### Passage shown
That suggests to me that over half the county is on a paycheck-to-paycheck struggle.
Here’s another curiosity: The above report is clearly deflationary, as is “McCashier” Your $15.00 Per Hour McDonald’s Worker Replacement, yet people manage to get hyperinflation out of this mix.
I originally stated “48% Cannot Afford an Unexpected $400 Expense”. A reader correctly pointed out that is only 48% who can afford an unexpected $400 expense. Thus it is 52% who cannot.

### What you need to do
Please answer from the passage on household finances:
(a) What percentage cannot afford an unexpected $400 expense, according to the corrected figure?
(b) What word does the writer use to describe the report?
(c) What hourly wage appears in the title "McCashier"?
The lines below aren't needed for this.

### Given entries
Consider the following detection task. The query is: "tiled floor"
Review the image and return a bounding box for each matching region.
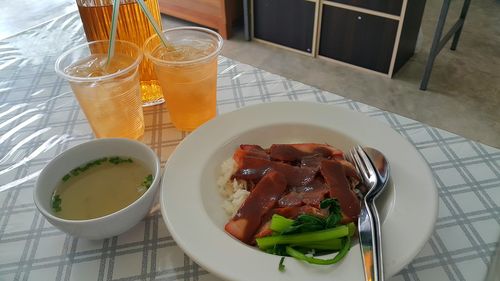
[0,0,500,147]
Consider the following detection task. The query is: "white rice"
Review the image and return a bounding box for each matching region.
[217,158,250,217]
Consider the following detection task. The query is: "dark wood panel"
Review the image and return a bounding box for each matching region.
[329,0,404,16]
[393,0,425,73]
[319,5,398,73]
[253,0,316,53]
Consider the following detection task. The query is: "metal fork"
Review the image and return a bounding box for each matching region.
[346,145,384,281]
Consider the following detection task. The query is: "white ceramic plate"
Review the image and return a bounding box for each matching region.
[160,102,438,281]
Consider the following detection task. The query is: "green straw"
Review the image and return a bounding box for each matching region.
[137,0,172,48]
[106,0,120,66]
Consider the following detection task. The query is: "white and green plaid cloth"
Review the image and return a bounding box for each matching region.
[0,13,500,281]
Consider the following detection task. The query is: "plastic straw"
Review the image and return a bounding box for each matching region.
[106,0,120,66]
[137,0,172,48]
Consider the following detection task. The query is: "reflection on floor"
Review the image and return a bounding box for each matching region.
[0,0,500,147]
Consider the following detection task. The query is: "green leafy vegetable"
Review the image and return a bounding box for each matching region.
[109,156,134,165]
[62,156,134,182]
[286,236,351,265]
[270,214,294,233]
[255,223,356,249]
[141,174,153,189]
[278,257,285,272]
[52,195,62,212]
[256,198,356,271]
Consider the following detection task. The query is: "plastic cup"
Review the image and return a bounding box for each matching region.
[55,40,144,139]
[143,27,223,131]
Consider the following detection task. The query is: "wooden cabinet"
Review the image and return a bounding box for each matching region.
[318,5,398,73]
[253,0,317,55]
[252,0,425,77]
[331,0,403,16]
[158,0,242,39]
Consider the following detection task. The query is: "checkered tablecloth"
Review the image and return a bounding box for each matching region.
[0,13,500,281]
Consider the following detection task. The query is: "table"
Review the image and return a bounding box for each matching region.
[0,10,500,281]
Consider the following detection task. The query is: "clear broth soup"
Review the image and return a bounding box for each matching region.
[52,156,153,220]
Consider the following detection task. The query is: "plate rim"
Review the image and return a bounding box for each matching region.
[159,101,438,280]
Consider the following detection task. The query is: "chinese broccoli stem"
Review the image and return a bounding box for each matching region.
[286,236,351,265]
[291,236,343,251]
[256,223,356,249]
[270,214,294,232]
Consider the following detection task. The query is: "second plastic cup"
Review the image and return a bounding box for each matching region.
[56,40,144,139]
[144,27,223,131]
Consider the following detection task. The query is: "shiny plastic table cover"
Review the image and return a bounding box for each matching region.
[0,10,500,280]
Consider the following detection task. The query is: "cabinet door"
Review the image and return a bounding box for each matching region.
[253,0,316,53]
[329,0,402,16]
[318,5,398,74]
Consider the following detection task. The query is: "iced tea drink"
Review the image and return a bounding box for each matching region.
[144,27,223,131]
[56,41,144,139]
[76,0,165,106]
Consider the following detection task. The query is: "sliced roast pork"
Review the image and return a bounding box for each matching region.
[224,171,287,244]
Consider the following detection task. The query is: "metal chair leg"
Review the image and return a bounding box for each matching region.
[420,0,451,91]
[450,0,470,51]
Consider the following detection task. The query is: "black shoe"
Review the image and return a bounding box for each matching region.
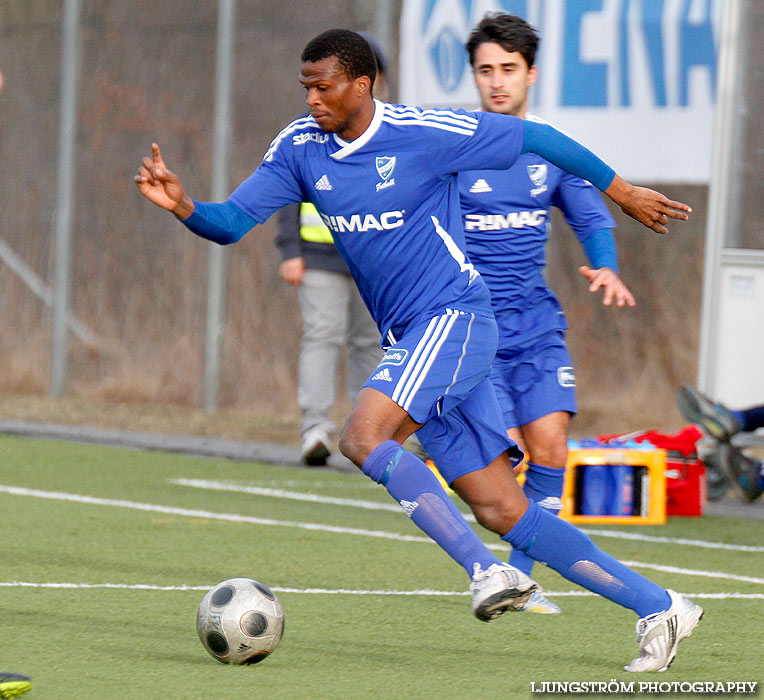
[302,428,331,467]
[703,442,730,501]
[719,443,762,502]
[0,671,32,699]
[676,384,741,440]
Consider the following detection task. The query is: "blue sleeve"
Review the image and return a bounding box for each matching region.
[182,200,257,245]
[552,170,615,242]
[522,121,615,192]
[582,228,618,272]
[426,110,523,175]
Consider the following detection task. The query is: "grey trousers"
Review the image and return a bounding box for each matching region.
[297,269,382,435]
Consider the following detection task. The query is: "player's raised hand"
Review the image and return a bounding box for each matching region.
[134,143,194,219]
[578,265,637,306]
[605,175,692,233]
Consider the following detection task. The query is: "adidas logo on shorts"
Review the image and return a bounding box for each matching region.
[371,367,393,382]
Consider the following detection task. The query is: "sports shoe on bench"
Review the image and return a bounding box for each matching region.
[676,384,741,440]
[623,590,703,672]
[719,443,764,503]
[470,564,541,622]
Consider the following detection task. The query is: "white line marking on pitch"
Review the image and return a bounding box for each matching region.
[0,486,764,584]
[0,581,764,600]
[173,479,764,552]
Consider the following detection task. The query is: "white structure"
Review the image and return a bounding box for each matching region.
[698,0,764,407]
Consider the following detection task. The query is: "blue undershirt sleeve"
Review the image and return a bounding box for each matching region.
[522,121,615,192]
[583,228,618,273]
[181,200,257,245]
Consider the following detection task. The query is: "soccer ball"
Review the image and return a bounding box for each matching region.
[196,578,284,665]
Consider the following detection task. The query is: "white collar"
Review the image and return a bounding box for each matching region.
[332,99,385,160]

--

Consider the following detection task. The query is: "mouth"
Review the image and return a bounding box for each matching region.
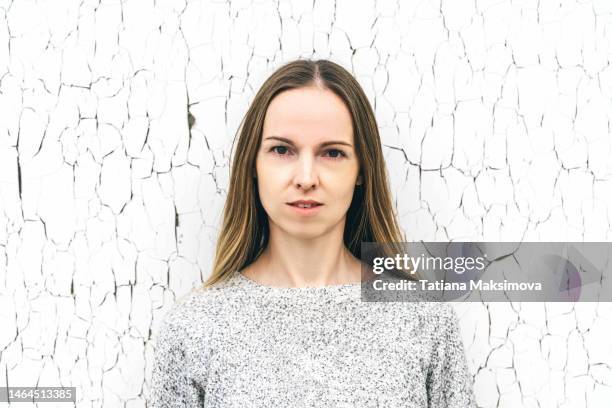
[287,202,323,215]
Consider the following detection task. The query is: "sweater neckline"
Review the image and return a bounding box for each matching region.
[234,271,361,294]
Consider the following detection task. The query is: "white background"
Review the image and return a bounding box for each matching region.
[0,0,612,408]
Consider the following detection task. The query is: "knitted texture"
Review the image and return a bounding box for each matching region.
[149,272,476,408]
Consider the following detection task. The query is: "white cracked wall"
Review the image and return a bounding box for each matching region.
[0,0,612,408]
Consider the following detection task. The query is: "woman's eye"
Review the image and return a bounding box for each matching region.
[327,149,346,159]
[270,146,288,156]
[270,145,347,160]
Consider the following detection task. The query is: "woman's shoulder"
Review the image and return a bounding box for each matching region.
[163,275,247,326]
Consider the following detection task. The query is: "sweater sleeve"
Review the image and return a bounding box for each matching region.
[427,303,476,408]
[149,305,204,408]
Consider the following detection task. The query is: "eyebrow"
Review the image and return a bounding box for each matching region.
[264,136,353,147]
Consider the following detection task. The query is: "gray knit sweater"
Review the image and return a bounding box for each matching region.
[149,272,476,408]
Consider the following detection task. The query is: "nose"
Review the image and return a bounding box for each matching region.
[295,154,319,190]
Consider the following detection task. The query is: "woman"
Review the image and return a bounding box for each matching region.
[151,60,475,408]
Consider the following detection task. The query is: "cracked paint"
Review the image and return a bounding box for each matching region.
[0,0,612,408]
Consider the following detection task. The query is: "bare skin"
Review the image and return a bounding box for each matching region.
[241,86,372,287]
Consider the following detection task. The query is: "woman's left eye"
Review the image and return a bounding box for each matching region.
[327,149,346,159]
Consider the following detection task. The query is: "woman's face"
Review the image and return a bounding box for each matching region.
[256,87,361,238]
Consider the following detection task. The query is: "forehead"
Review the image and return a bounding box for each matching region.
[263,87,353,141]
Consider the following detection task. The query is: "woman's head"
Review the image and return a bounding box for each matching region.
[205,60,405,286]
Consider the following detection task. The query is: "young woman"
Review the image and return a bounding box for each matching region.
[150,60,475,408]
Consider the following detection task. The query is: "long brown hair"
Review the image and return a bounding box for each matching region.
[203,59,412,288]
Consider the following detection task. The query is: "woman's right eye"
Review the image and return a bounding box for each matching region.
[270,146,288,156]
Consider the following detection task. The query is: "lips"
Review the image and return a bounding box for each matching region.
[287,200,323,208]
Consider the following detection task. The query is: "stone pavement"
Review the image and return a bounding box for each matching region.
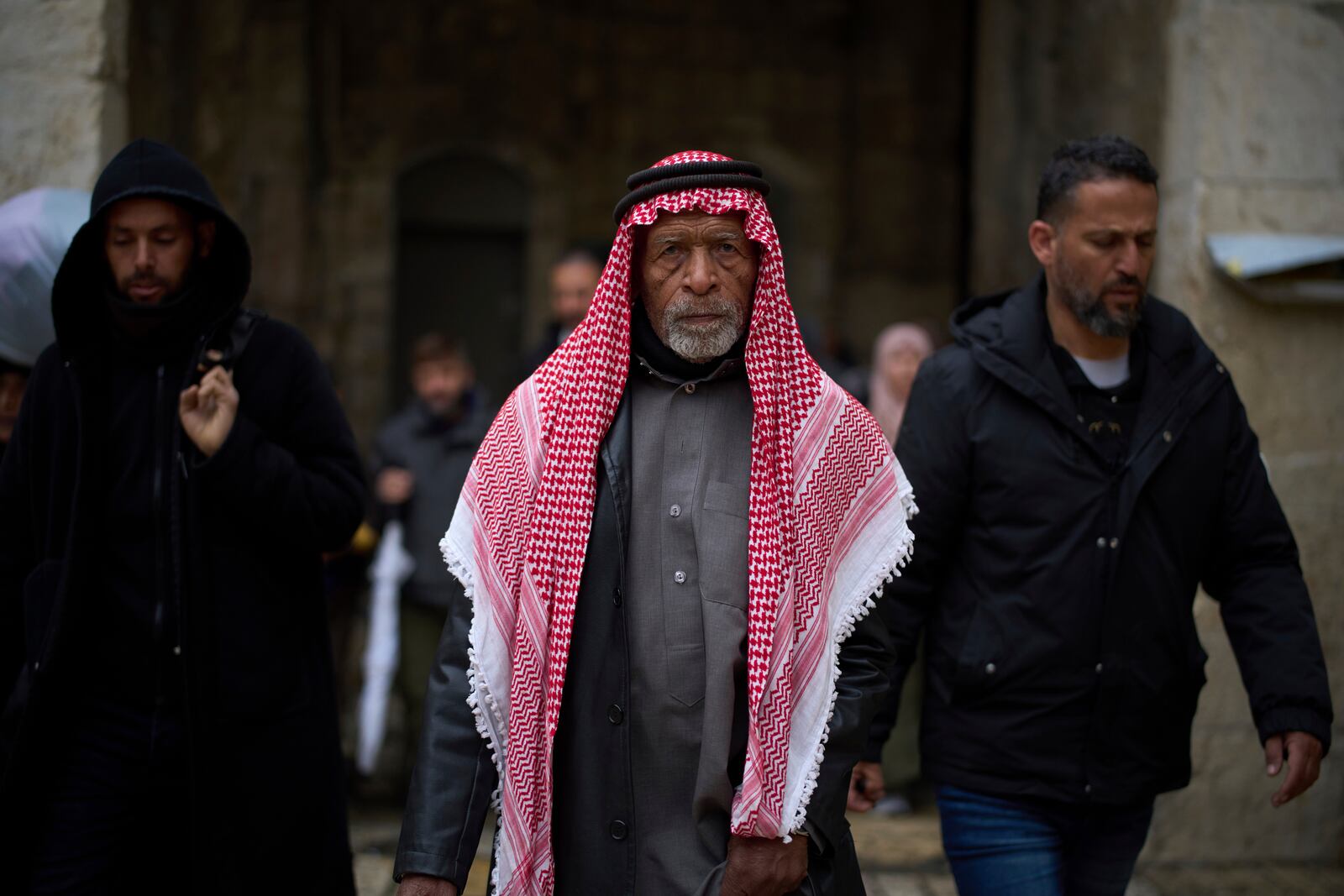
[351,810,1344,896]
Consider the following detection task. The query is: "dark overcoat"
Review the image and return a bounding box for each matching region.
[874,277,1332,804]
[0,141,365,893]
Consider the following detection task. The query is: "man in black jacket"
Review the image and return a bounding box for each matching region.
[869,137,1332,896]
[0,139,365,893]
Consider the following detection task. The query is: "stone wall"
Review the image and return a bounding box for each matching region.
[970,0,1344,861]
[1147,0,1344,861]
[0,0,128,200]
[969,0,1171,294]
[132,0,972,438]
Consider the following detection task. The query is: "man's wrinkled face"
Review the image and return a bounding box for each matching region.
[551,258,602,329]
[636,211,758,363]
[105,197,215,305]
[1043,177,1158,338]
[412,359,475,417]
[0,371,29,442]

### Exercise solution
(a) 52%
(b) Deflationary
(c) $15.00 per hour